The data below is to be returned in full and exactly.

------------------------------

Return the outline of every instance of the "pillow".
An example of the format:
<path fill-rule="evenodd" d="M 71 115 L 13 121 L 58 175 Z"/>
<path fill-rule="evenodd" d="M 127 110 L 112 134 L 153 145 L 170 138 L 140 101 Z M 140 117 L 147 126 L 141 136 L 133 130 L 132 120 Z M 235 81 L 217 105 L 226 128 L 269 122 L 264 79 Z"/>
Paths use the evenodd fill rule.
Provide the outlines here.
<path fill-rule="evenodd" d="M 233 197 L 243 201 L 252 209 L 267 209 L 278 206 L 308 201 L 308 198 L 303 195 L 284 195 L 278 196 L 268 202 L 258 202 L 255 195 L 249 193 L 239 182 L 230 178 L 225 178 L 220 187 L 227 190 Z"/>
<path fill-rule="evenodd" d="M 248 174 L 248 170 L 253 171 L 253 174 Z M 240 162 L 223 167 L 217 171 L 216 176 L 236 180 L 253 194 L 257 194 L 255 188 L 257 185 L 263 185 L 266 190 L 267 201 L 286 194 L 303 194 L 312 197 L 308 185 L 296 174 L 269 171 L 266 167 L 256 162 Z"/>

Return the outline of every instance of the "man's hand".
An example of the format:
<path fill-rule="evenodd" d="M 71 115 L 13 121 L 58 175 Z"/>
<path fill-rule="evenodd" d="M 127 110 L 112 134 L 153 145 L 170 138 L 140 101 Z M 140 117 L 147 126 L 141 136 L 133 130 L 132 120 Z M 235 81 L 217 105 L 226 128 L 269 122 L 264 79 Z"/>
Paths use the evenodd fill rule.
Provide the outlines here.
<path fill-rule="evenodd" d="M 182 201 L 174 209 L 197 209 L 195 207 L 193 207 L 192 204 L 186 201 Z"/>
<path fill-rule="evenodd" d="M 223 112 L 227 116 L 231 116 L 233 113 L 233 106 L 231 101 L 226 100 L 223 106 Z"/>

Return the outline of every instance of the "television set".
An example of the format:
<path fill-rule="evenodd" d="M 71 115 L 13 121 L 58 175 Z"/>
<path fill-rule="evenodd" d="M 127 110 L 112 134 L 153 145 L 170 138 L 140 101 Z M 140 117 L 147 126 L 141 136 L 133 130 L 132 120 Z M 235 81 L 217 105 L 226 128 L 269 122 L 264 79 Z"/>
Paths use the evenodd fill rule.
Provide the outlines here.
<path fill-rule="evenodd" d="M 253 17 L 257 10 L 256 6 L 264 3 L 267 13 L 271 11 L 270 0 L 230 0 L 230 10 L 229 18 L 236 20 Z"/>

------------------------------

=== ANSWER TO THIS TASK ===
Return the outline of every instance of the "pillow".
An example of the format:
<path fill-rule="evenodd" d="M 71 115 L 13 121 L 58 175 Z"/>
<path fill-rule="evenodd" d="M 127 110 L 112 134 L 153 145 L 170 138 L 140 101 Z M 140 117 L 147 126 L 141 136 L 133 130 L 132 120 Z M 235 81 L 217 105 L 226 128 L 269 122 L 264 79 Z"/>
Paths use the evenodd fill rule.
Provide the outlines here.
<path fill-rule="evenodd" d="M 233 197 L 243 201 L 252 209 L 267 209 L 278 206 L 308 201 L 308 198 L 303 195 L 284 195 L 278 196 L 268 202 L 258 202 L 255 195 L 249 193 L 239 182 L 230 178 L 225 178 L 220 187 L 227 190 Z"/>
<path fill-rule="evenodd" d="M 248 174 L 248 170 L 253 171 L 253 174 Z M 240 162 L 223 167 L 217 171 L 216 176 L 236 180 L 253 194 L 257 194 L 255 188 L 257 185 L 263 185 L 266 190 L 267 201 L 286 194 L 303 194 L 312 197 L 308 185 L 296 174 L 269 171 L 266 167 L 256 162 Z"/>

Return the outline of every instance of the "man's hand".
An example of the format:
<path fill-rule="evenodd" d="M 71 115 L 13 121 L 58 175 Z"/>
<path fill-rule="evenodd" d="M 127 110 L 112 134 L 153 145 L 170 138 L 140 101 Z M 140 117 L 147 126 L 141 136 L 133 130 L 132 120 Z M 235 81 L 217 105 L 226 128 L 269 122 L 264 79 Z"/>
Paths use the evenodd fill rule.
Provide the outlines here.
<path fill-rule="evenodd" d="M 182 201 L 174 209 L 197 209 L 195 207 L 193 207 L 192 204 L 186 201 Z"/>
<path fill-rule="evenodd" d="M 223 112 L 227 116 L 231 116 L 233 113 L 233 106 L 231 101 L 226 100 L 223 106 Z"/>

Return the outline of every instance of the "television set".
An example of the format:
<path fill-rule="evenodd" d="M 71 115 L 13 121 L 58 175 Z"/>
<path fill-rule="evenodd" d="M 127 110 L 112 134 L 153 145 L 170 138 L 140 101 Z M 140 117 L 147 126 L 141 136 L 133 130 L 132 120 Z M 235 81 L 217 105 L 226 128 L 269 122 L 264 79 Z"/>
Paths use the evenodd fill rule.
Provide the outlines here.
<path fill-rule="evenodd" d="M 253 17 L 257 10 L 256 6 L 264 3 L 267 13 L 271 11 L 270 0 L 230 0 L 230 10 L 229 18 L 236 20 Z"/>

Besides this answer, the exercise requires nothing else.